**YOUR GOAL:** Output the material beneath exactly, leaving nothing out.

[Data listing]
========================================================================

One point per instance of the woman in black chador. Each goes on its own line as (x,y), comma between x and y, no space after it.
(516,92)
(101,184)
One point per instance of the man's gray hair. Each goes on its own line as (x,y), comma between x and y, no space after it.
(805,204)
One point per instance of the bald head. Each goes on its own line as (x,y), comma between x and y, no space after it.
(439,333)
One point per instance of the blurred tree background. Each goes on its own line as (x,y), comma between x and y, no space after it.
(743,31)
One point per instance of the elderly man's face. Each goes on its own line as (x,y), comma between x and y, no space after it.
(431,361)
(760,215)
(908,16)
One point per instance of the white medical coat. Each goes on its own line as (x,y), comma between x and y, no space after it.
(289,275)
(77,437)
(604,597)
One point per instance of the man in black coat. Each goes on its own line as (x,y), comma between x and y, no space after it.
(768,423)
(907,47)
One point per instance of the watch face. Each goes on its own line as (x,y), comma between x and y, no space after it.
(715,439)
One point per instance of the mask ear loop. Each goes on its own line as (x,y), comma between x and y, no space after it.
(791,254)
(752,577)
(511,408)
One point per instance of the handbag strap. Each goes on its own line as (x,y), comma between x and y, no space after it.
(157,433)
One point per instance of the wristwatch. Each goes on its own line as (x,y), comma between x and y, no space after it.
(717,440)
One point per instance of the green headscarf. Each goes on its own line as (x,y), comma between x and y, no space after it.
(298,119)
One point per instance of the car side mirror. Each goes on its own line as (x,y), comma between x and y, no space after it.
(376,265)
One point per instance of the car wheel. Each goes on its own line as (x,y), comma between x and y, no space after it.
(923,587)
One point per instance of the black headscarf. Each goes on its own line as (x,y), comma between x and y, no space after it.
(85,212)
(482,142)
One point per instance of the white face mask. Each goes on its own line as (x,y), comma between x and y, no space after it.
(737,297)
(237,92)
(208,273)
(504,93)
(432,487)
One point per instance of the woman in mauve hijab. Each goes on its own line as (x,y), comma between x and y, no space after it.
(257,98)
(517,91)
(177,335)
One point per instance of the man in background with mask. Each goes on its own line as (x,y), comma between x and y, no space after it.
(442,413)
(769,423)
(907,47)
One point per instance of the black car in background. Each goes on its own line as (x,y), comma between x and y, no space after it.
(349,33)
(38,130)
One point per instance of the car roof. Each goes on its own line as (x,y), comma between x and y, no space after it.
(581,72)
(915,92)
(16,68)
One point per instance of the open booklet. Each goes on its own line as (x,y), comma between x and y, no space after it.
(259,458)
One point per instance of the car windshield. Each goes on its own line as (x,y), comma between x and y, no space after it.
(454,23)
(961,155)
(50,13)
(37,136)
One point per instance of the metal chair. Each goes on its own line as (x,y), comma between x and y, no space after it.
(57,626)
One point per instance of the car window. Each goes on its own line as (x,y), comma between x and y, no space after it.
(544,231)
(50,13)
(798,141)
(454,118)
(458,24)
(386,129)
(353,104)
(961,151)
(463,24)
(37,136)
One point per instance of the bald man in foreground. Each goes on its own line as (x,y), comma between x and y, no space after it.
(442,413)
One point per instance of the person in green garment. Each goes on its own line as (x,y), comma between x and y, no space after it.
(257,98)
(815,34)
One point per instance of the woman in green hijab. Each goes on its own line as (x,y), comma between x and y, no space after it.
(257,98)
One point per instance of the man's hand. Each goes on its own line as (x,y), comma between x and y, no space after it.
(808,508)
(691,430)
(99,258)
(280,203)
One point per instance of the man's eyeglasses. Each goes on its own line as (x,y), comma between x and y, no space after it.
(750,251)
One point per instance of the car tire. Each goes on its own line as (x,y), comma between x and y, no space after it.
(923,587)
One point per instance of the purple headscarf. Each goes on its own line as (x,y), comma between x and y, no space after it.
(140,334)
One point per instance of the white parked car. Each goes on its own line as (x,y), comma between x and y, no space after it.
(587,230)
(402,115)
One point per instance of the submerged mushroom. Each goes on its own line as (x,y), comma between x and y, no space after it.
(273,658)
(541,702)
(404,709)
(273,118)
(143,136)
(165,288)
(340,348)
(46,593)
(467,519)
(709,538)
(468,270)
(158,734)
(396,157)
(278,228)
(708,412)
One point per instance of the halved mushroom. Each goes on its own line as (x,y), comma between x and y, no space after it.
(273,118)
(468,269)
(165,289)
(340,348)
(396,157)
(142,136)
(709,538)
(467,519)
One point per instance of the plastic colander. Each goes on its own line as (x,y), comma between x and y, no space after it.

========================================================================

**FINAL RESULT:**
One point per instance of the woman in black chador. Each goes on its own line as (x,y), comma between x and y, no space after it.
(516,92)
(101,184)
One point per instance of the man's gray hair. Each goes on its own line as (x,y), comma between x and y, no space after it.
(805,204)
One point per instance of the bald head. Each goes on its own line as (x,y), comma between x and y, no space after it.
(439,333)
One point per instance of the blurred tree background. Each goes on its own line as (x,y), comma between x and y, no space after it.
(743,31)
One point per instance of the elderly man's face. Each goes on its own line as (x,y), comma between x and y, no space after it.
(431,361)
(760,215)
(908,16)
One point per instance of the white medical coat. Each goes on its own line as (x,y), comma between x and y, no space after it.
(289,275)
(77,437)
(604,597)
One point per instance of the man in black coat. Each goes on its own line as (x,y), comma between x and y, no space after it.
(768,423)
(907,47)
One point per instance of the watch face. Each goes on its own line as (x,y), comma between x and y, no space after it.
(715,439)
One point per instance of the mask ear loop. Each goes on its own line as (x,y), comma between x and y, no space after it.
(791,254)
(752,577)
(511,408)
One point per instance of the handbag strap. Each goes on its own line as (x,y), comma between x and y, no space after it.
(157,433)
One point per instance of the wristwatch. Each goes on its own line as (x,y), comma between x and y, no space after it.
(717,440)
One point per instance of the green headscarf. Each goes on its own line as (x,y), comma between x and y, no space after it.
(298,119)
One point per instance of the car side mirror. Each goes on its own line as (x,y), comma between x and y, no space after it.
(376,265)
One point per instance of the car wheel. Each goes on its own line as (x,y), comma between x and y, no space after it.
(923,587)
One point per instance of the black headscarf. Each goes on its own line as (x,y), comma between x and y, no space after it.
(85,212)
(482,142)
One point per instance of the white face mask. Each goes on its own line as (x,y), comma between x and y, no space after it.
(737,297)
(237,92)
(208,273)
(504,93)
(432,487)
One point per instance of the woman in mauve hijab. Each goes on its own line as (x,y), comma between x and y, no space after it.
(257,98)
(517,91)
(177,335)
One point per instance of the man in background with mask. Each goes on its own line as (x,y), comma between x and y, no space after it.
(442,413)
(769,423)
(907,47)
One point per instance of the black car in background. Each goes on its own line as (x,y), comma between x and y, no space after it.
(349,33)
(38,130)
One point per instance of the car roof. Each goes on its own line as (x,y), comma between x and y, no space after it.
(581,72)
(915,92)
(16,68)
One point per instance of the open booklet. Each goes on its own line as (x,y), comma between x and y, no space after it.
(259,458)
One point per instance of the car windshield. Each goes on its own line as (x,y), comma between x and y, no space after it.
(454,23)
(961,155)
(50,13)
(37,136)
One point per instance of the metal chair. Each goes on its own line as (x,y), comma between x and y, no space after it.
(57,626)
One point per instance of the car window. Each goes on its own line as (x,y), comma between x and y, no space after it.
(544,231)
(50,13)
(798,141)
(454,118)
(458,24)
(386,129)
(353,104)
(961,151)
(463,24)
(37,136)
One point per instance of the bald man in foreground. Each goes on its own line as (x,y), comma between x and y, no space after it.
(442,413)
One point per instance of the person in green garment. Each goes on its own line as (x,y), comma between x and y, no space after it.
(257,98)
(815,34)
One point per instance of the woman in green hijab. Each goes on its own line as (x,y), comma between x and y, no space after it.
(257,98)
One point per instance of the man's hand. Each goes on its own line as (x,y), comma between x and y, no space after it.
(808,508)
(691,430)
(99,258)
(280,203)
One point per instance of the man's eyeglasses. Each goes on its own line as (x,y), comma between x and y, no space after it.
(750,251)
One point per instance of the car tire. Each goes on its own line as (x,y), comma between x and y, no space after it.
(923,587)
One point per instance of the purple headscarf. Each goes on its own line as (x,y), comma between x and y, no space after it.
(140,334)
One point per instance of the white parked car. Each goes on its own line as (x,y), comma between x and y, no space after it.
(587,230)
(402,115)
One point per instance of the submerged mushroom. Each goes on its own line as (x,y), comma between x and y, no space after it.
(273,658)
(541,702)
(404,709)
(273,118)
(143,136)
(165,288)
(340,348)
(46,593)
(467,519)
(709,538)
(468,270)
(158,734)
(396,157)
(278,228)
(708,412)
One point per instance of the halved mushroom. Each goes on its own line as (x,y), comma between x and y, no space after it.
(273,118)
(468,269)
(165,289)
(340,348)
(396,157)
(142,136)
(709,538)
(467,519)
One point per instance of the plastic colander. Each goes on its own line as (x,y), comma between x and y, no space after it.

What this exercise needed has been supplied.